Task prompt:
Render the whole listing below as a numbered list, leaving out blank lines and the pictures.

------------------------------------------------------------

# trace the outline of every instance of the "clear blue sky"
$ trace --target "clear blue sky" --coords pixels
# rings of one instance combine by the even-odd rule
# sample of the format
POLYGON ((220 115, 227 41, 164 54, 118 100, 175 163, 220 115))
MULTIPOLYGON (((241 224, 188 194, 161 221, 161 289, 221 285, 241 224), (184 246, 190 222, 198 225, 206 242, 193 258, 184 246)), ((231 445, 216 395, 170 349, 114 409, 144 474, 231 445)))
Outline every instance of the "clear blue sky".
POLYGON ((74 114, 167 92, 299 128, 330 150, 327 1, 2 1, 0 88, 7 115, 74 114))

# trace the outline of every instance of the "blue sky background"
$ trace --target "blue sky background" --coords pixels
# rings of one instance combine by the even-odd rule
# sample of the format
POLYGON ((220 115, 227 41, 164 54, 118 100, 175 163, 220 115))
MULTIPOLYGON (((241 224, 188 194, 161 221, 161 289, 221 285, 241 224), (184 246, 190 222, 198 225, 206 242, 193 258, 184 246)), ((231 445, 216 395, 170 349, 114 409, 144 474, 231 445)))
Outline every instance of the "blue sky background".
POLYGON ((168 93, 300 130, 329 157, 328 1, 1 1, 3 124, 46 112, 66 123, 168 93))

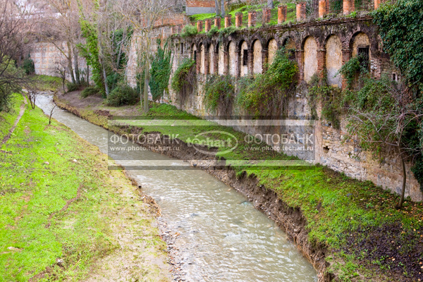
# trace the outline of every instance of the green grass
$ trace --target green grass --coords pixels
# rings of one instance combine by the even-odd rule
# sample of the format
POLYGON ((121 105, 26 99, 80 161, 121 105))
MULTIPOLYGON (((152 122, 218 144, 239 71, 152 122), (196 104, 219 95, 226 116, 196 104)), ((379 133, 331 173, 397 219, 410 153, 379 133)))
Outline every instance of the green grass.
MULTIPOLYGON (((163 104, 153 104, 147 116, 152 118, 161 116, 178 116, 188 121, 200 120, 173 106, 163 104)), ((250 145, 242 141, 245 134, 209 123, 200 127, 143 126, 143 130, 157 131, 168 135, 178 134, 178 137, 185 142, 190 138, 192 140, 198 133, 210 130, 228 132, 240 140, 234 151, 218 154, 218 156, 227 159, 228 164, 237 159, 265 159, 266 161, 296 159, 274 152, 248 151, 246 147, 250 145)), ((222 137, 219 133, 207 136, 215 139, 222 137)), ((255 146, 266 147, 263 143, 255 146)), ((223 147, 219 148, 219 151, 221 152, 227 149, 223 147)), ((402 229, 398 231, 397 238, 393 240, 406 241, 407 235, 420 238, 418 231, 423 228, 423 204, 413 203, 408 199, 404 209, 398 210, 395 206, 398 196, 375 186, 369 181, 353 180, 321 166, 305 170, 292 168, 262 169, 245 165, 233 166, 233 168, 238 175, 245 171, 247 175, 257 176, 260 184, 276 191, 289 206, 301 209, 307 221, 309 241, 329 248, 337 262, 333 265, 333 269, 339 269, 338 272, 343 281, 357 278, 357 271, 362 274, 369 272, 368 269, 358 262, 360 257, 343 250, 345 247, 350 248, 346 239, 359 228, 374 230, 379 226, 400 222, 402 223, 402 229), (340 259, 343 262, 338 265, 340 259)))
POLYGON ((35 75, 33 77, 38 80, 38 87, 42 91, 55 91, 62 85, 62 79, 55 76, 35 75))
MULTIPOLYGON (((201 121, 173 106, 153 103, 150 105, 149 112, 144 114, 147 118, 178 116, 188 123, 190 121, 201 121)), ((95 115, 92 110, 85 109, 78 111, 87 120, 106 127, 107 121, 95 115)), ((111 110, 111 114, 113 114, 113 110, 111 110)), ((142 128, 144 132, 159 132, 168 135, 178 134, 178 137, 185 142, 192 140, 197 134, 209 130, 230 133, 240 141, 238 147, 229 153, 222 154, 227 147, 219 148, 218 156, 228 160, 228 164, 233 163, 231 160, 236 159, 266 160, 263 162, 264 164, 274 159, 295 159, 295 157, 276 154, 274 152, 247 150, 246 146, 249 145, 242 141, 245 134, 212 122, 204 121, 204 125, 202 127, 149 125, 142 128)), ((209 134, 207 137, 212 139, 222 137, 219 133, 209 134)), ((266 147, 263 143, 255 146, 259 149, 266 147)), ((341 281, 367 281, 365 277, 372 277, 372 275, 376 275, 375 272, 381 273, 381 270, 386 272, 386 269, 396 265, 400 266, 404 262, 399 259, 395 262, 386 259, 383 254, 384 247, 388 247, 386 245, 365 251, 367 255, 373 256, 370 259, 364 259, 366 254, 354 253, 355 248, 351 247, 351 244, 360 245, 363 236, 376 232, 378 228, 400 224, 400 227, 393 231, 392 238, 388 238, 388 241, 392 240, 395 246, 402 245, 404 250, 405 246, 407 250, 414 247, 414 251, 405 251, 410 252, 405 253, 405 257, 416 252, 418 242, 422 240, 423 204, 413 203, 407 199, 404 208, 398 210, 395 206, 398 196, 376 187, 369 181, 354 180, 321 166, 305 170, 293 168, 258 169, 245 165, 234 166, 233 168, 238 176, 245 173, 257 176, 260 184, 276 191, 290 207, 300 209, 307 219, 309 242, 328 248, 326 259, 331 263, 329 271, 338 274, 341 281), (363 232, 363 230, 365 231, 363 232), (374 251, 376 255, 372 255, 374 251)), ((384 239, 386 239, 388 235, 383 233, 377 235, 384 239)), ((420 255, 415 259, 416 263, 423 263, 423 254, 419 252, 420 255)), ((395 281, 395 278, 393 279, 395 281)))
POLYGON ((26 281, 43 271, 42 281, 78 280, 118 247, 108 219, 126 204, 117 187, 130 182, 107 170, 98 148, 55 121, 49 125, 36 108, 27 109, 0 149, 7 152, 0 153, 0 281, 26 281), (78 188, 80 198, 61 212, 78 188), (54 266, 58 258, 65 268, 54 266))
POLYGON ((23 97, 20 94, 13 94, 12 106, 8 111, 0 112, 0 142, 6 135, 8 134, 9 130, 13 124, 20 110, 20 105, 23 104, 23 97))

------------------------------------------------------------

The completed task:
1. # trace the outline of every instance of the "clear blue sky"
2. $ trace --target "clear blue sky" --coords pixels
3. # rings of one instance combine by the even-odd rule
4. # sample of the format
5. POLYGON ((220 115, 227 41, 164 54, 118 100, 175 163, 220 115))
6. MULTIPOLYGON (((241 224, 188 194, 161 221, 161 289, 221 285, 241 224), (184 246, 190 222, 198 225, 206 242, 193 258, 184 246)), ((231 445, 216 395, 170 349, 114 409, 144 474, 231 445)))
7. Outline every instance of the "clear blue sky".
8. POLYGON ((74 114, 167 92, 299 128, 330 150, 327 1, 2 1, 0 88, 7 115, 74 114))
9. # trace the outline of every instance of the "blue sky background"
10. $ trace --target "blue sky background" --coords pixels
11. # rings of one instance combine by the even-odd rule
12. # sample of the format
13. POLYGON ((220 115, 227 41, 164 54, 118 100, 175 163, 220 115))
14. MULTIPOLYGON (((241 224, 188 194, 161 221, 161 289, 221 285, 241 224), (184 246, 190 222, 198 225, 206 242, 193 258, 184 246)), ((231 445, 216 395, 170 349, 114 409, 144 474, 231 445)))
15. Outline every instance of the "blue sky background".
16. POLYGON ((168 93, 300 130, 329 157, 328 1, 1 1, 3 124, 46 112, 66 123, 168 93))
17. # trace the outline of every instance of the green grass
18. $ trace --target green grass --coords pixels
19. # rings of one instance combine by the even-odd rule
20. # sample of the format
21. POLYGON ((121 105, 26 99, 80 161, 121 105))
22. MULTIPOLYGON (((152 122, 218 144, 239 71, 152 122), (196 104, 219 95, 226 116, 196 104)), ((379 133, 331 173, 397 219, 410 153, 379 133)))
23. Outline every instance of the green grass.
24. MULTIPOLYGON (((163 104, 153 104, 147 116, 152 118, 161 116, 178 116, 188 121, 200 120, 173 106, 163 104)), ((250 145, 242 141, 245 134, 209 123, 200 127, 143 126, 143 130, 157 131, 168 135, 178 134, 178 137, 185 142, 190 138, 192 140, 198 133, 210 130, 228 132, 240 140, 234 151, 218 154, 218 156, 227 159, 228 164, 237 159, 265 159, 266 161, 296 159, 274 152, 248 151, 246 147, 250 145)), ((222 137, 219 133, 207 136, 215 139, 222 137)), ((255 146, 266 147, 263 143, 255 146)), ((223 147, 219 148, 219 151, 221 152, 227 149, 223 147)), ((402 229, 398 231, 397 238, 393 240, 406 241, 407 235, 420 238, 418 231, 423 228, 423 204, 413 203, 408 199, 404 209, 398 210, 395 206, 398 196, 375 186, 369 181, 353 180, 321 166, 305 170, 292 168, 262 169, 245 165, 233 166, 233 168, 238 175, 245 171, 247 175, 257 176, 260 184, 276 191, 289 206, 301 209, 307 221, 309 241, 329 248, 337 262, 333 265, 333 269, 339 269, 338 272, 343 281, 357 278, 357 271, 362 274, 369 272, 368 269, 358 262, 360 257, 343 250, 345 247, 350 248, 346 239, 359 228, 374 230, 379 226, 400 222, 402 223, 402 229), (340 259, 343 262, 338 265, 340 259)))
25. POLYGON ((35 75, 33 77, 38 80, 38 87, 42 91, 55 91, 62 85, 62 79, 55 76, 35 75))
26. MULTIPOLYGON (((201 121, 173 106, 153 103, 150 105, 149 112, 144 114, 147 118, 178 116, 188 123, 190 121, 201 121)), ((95 115, 92 110, 85 109, 78 111, 87 120, 106 127, 107 121, 95 115)), ((111 110, 111 114, 113 114, 113 110, 111 110)), ((142 128, 144 132, 159 132, 168 135, 178 134, 178 137, 185 142, 192 140, 197 134, 209 130, 230 133, 240 141, 238 147, 229 153, 222 154, 227 147, 219 148, 218 156, 228 160, 228 164, 233 163, 231 160, 236 159, 266 160, 263 162, 264 164, 274 159, 295 159, 295 157, 276 154, 274 152, 247 150, 246 146, 249 145, 242 141, 245 134, 212 122, 204 121, 204 125, 202 127, 149 125, 142 128)), ((209 134, 207 137, 212 139, 222 137, 219 133, 209 134)), ((266 147, 263 143, 255 146, 259 149, 266 147)), ((341 281, 367 281, 365 277, 372 277, 372 275, 376 275, 375 272, 381 273, 381 270, 386 272, 386 269, 396 265, 400 266, 404 262, 399 259, 395 262, 386 259, 383 254, 384 247, 388 247, 386 245, 365 251, 367 255, 373 256, 370 259, 364 259, 366 254, 354 253, 355 248, 351 247, 351 244, 360 245, 363 236, 376 232, 378 228, 400 224, 400 227, 393 231, 392 238, 388 238, 388 241, 392 240, 395 246, 402 245, 404 250, 405 246, 407 250, 414 247, 414 251, 405 251, 410 252, 405 253, 405 257, 416 252, 418 242, 422 240, 423 204, 413 203, 407 199, 404 208, 398 210, 395 206, 398 196, 376 187, 369 181, 354 180, 321 166, 305 170, 293 168, 258 169, 245 165, 234 166, 233 168, 238 176, 245 173, 257 176, 260 184, 276 191, 290 207, 300 209, 307 219, 309 242, 328 248, 326 259, 331 263, 329 271, 338 274, 341 281), (363 232, 363 230, 365 231, 363 232), (374 251, 376 255, 372 255, 374 251)), ((384 239, 386 239, 388 235, 383 233, 377 235, 384 239)), ((420 255, 415 259, 416 263, 423 263, 423 254, 419 252, 420 255)), ((395 281, 395 278, 393 279, 395 281)))
27. POLYGON ((26 281, 43 271, 42 281, 78 280, 118 247, 108 219, 126 204, 117 187, 130 182, 107 170, 98 148, 55 121, 49 125, 36 108, 27 109, 0 149, 7 152, 0 153, 0 281, 26 281), (78 188, 80 198, 61 212, 78 188), (54 266, 58 258, 65 268, 54 266))
28. POLYGON ((23 97, 20 94, 13 94, 12 106, 8 111, 0 112, 0 142, 6 135, 8 134, 9 130, 13 124, 20 110, 20 105, 23 104, 23 97))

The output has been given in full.